- RECORD EXTRACTS -
┄┄┄┄┄┄

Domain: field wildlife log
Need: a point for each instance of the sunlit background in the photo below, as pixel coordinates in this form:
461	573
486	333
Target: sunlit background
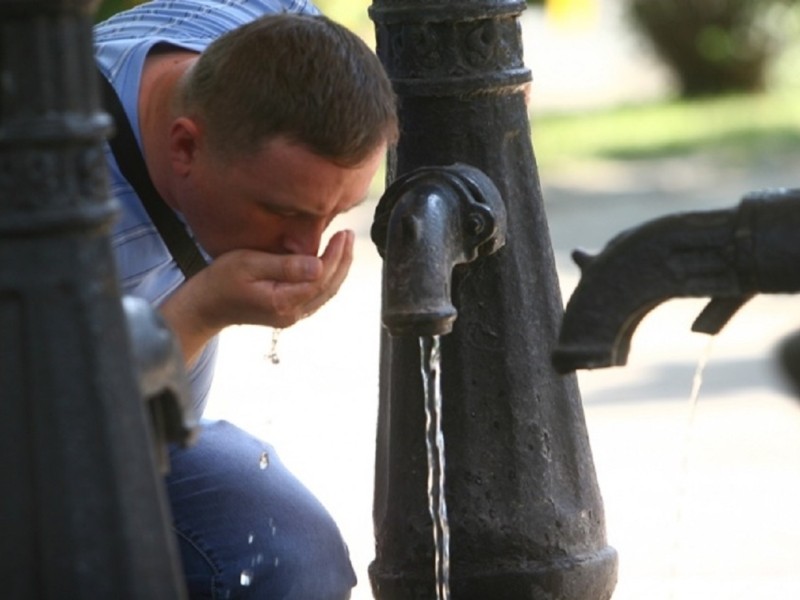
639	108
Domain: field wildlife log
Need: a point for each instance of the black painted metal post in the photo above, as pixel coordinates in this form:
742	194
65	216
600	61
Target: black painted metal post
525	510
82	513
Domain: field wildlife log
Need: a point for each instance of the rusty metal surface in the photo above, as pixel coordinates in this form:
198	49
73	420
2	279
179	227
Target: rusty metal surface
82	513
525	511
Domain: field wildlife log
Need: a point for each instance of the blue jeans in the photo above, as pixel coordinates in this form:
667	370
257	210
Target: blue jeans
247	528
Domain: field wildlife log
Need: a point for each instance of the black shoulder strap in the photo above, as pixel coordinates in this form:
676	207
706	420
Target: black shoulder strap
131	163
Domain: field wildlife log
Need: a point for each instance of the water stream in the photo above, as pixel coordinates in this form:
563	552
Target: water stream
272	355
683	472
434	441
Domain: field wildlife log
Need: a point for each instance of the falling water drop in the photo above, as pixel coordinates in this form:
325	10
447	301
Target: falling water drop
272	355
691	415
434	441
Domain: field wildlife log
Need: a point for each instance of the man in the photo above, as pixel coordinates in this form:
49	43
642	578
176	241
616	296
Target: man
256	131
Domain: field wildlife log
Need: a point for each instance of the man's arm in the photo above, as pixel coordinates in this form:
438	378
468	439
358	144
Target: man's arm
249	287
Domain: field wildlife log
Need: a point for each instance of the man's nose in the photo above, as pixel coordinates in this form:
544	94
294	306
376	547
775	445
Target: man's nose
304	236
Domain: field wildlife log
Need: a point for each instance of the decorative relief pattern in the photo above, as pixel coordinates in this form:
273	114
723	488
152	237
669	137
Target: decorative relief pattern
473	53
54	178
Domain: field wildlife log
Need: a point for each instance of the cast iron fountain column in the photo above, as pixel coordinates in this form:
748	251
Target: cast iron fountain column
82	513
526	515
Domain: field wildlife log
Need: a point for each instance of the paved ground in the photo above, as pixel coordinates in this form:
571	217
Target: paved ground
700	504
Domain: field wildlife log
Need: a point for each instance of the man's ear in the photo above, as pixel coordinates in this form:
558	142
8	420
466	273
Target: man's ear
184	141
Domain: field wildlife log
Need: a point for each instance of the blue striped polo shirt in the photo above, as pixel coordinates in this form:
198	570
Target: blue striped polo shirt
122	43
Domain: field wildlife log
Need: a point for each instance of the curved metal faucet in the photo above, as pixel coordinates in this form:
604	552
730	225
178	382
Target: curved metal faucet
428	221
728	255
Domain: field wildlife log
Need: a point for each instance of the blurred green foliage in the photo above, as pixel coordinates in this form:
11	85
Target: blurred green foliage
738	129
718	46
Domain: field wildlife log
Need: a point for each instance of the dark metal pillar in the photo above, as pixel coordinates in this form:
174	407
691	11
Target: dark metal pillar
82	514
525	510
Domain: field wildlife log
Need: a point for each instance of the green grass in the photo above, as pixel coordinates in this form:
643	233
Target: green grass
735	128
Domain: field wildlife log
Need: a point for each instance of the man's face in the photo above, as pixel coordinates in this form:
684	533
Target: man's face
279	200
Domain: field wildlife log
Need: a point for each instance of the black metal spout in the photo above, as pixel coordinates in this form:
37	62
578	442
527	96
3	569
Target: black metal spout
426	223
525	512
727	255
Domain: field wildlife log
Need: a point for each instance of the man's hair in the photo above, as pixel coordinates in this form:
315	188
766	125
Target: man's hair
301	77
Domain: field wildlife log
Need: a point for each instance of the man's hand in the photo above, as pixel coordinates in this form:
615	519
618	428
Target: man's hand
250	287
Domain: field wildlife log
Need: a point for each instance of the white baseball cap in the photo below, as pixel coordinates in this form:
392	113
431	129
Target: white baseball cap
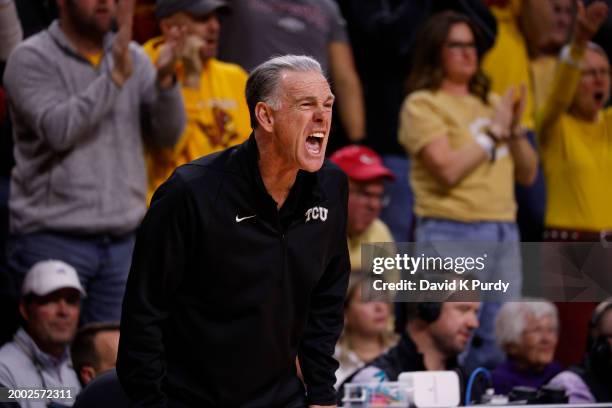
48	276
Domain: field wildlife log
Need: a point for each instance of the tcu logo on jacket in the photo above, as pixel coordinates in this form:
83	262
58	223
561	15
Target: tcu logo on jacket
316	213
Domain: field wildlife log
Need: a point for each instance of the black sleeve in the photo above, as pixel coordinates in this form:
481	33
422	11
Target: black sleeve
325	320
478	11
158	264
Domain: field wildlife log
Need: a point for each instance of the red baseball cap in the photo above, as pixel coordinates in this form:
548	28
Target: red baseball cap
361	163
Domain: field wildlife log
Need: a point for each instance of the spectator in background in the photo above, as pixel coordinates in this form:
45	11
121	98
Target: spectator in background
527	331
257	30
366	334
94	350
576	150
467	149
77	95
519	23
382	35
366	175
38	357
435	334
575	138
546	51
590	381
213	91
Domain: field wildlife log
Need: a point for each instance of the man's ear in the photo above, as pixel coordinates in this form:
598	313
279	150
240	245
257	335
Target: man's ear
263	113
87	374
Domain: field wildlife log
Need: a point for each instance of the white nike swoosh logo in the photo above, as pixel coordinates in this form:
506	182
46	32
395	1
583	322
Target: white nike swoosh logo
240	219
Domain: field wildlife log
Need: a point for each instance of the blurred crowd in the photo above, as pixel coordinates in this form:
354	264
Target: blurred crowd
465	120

┄┄┄┄┄┄

- AIM OF THE TASK -
Without the pictures, repeat all the records word for word.

- RESPONSE FOR THIS EXERCISE -
Domain: field wildlife log
Need: a point for each instance of the sunlit background in the photo below, as pixel coordinates in this form:
461	573
486	333
Target: sunlit background
639	108
Domain: field wildlife log
Need: a point for each instance of the black painted metal post in the photo above, as pixel coordinates in this form:
742	194
65	216
600	61
Target: black painted metal post
525	510
82	513
Domain: field wildlife log
Need: a point for each instance of the rusty metal surface in the photo above, as pixel coordinates in this form:
198	49
73	420
2	279
179	227
Target: rusty metal surface
82	513
525	511
Domain: field wildlife log
Need: a point for each instance of the blue jeans in the photo above, as pixel coordinates in this form:
667	370
257	210
Target: blue jeans
247	528
Domain: field wildlife log
Need: a point for each instance of the black shoulder strap in the photo above, as pixel coordinates in this form:
676	207
706	420
Target: black shoulder strap
131	163
Domain: field wildlife log
Need: a point for each instance of the water stream in the photo above, as pixel coordinates in this form:
563	552
Target: water stream
272	355
683	472
434	441
Domain: field wildlife log
Need: a point for each instance of the falling water drop in the photo above, as pixel coordinates in this form:
325	10
447	301
Target: falling water drop
272	355
691	415
434	441
Domain: field wildlife log
Need: a point for each instance of the man in the photo above, as pixel coordinates in this form:
49	43
642	578
176	241
616	296
Target: man
256	131
Domain: field wildlife log
Need: a point for each instance of the man's arm in the photo above, as pixel coordinates in this form:
438	378
468	439
358	144
Target: man's arm
249	287
Domain: field wildlife log
Need: a point for each instance of the man's nose in the photo above, as pixel coordinates in this form:
544	94
294	306
376	547
775	445
Target: man's nose
304	236
Domain: field wildlife log
Need: a point for each instance of the decorative relief pattern in the photo above, as pixel coordinates in this form:
273	114
723	488
152	237
669	137
Target: decorative relief pattern
473	53
54	178
Domain: field wildlife log
Need: a point for each instance of the cast iron fountain column in the photo above, as pixel coordinates in this form:
748	251
Target: cast iron fountain column
82	513
526	515
Domain: field wildlife log
Need: a point for each instance of the paved ground in the photo above, as pixel coordinates in this form:
571	217
Target: paved ground
700	504
Domain: field wildlife log
Need: a point for each instance of the man's ear in the photo above, as pixel coordinates in this form:
558	142
8	420
466	273
Target: man's ear
184	141
Domain: field wildlife log
Need: a point for each instance of the blue striped polo shirt in the photo above, as pixel coordinates in this form:
198	570
Target: blue striped polo shirt
122	43
Domain: field wildlife log
Need: a point for each instance of the curved metal faucet in the photo above, as pixel coordinates in this form:
604	552
730	225
178	382
Target: curved metal faucet
428	221
728	255
Domain: field wildlife log
Need: a point for each instance of the blurred green foliage in the photo above, as pixel coordinates in this form:
11	85
Target: blurred green foliage
738	129
718	46
Domain: field wildlife log
Need: a point for each instance of the dark metal pillar in the photo above, as pixel coordinates in this form:
174	407
691	11
Target: dark metal pillar
82	514
525	510
Domain: field wildlife log
Need: a point for each instance of the green grass in the photo above, as pixel coordinates in this form:
643	233
Target: green grass
735	128
Domain: field wildlife log
Need: a point for each instance of the man's face in the photo above, as pixel coordinates in this form:
684	533
Target: man's face
279	200
Domain: field wildlife log
Need: a point for each instance of the black metal spout in the photo above, as pixel coordinates in this form:
37	62
578	442
527	96
3	569
Target: black metal spout
426	223
525	512
727	255
Domain: field wildlife log
Need: a point for each instance of the man's hair in the photo above, as pixel coordinates in this form:
315	188
766	125
Target: man's hair
301	77
Domain: field wildlife log
Need: a point for each instance of the man's hand in the photo above, as pixel coordinates in this form:
615	519
618	428
Target: man's hand
250	287
Domain: field wildlife log
Need: a point for each instance of the white baseball cap in the photo below, as pixel coordinates in this form:
392	113
431	129
Target: white baseball cap
48	276
Domain: field wildlife log
Need: a point for each instance of the tcu logo on jacket in the photo above, as pixel coordinates in this form:
83	262
58	223
561	15
Target: tcu logo on jacket
316	213
Domain: field wildlife log
Need: a point for each instance of the black sleeve in the photo above, as pixel coordinates in this form:
481	33
422	11
Target: black sleeve
325	320
478	11
158	264
Domain: field wildlife log
Need: a point for each instance of the red baseball cap in the photo above, as pixel coordinates in this form:
548	28
Target: red baseball cap
361	163
Domain: field wildlife log
Need: a point for each instance of the spectator in background in the photo above, as pixel coordinates in this form:
45	11
121	98
Target: spectator in background
527	331
257	30
366	334
94	350
576	150
467	149
77	95
519	23
382	35
366	175
38	357
435	334
575	138
546	51
590	381
213	91
Domain: field wildlife log
Need: a point for each instance of the man's ear in the photo above, as pixel coordinates in this form:
598	313
279	150
240	245
257	335
Target: man's ear
263	113
87	374
Domain: field wildlife log
Need: a point for each instance of the white nike swoosh logo in the photo above, as pixel coordinates in this form:
506	182
46	32
395	1
583	322
Target: white nike swoosh logo
240	219
Domain: field wildlife log
Need: a point for each instance of the blurred crowd in the photo above, as pixel coordinates in this form:
354	264
Target: blurred crowd
465	120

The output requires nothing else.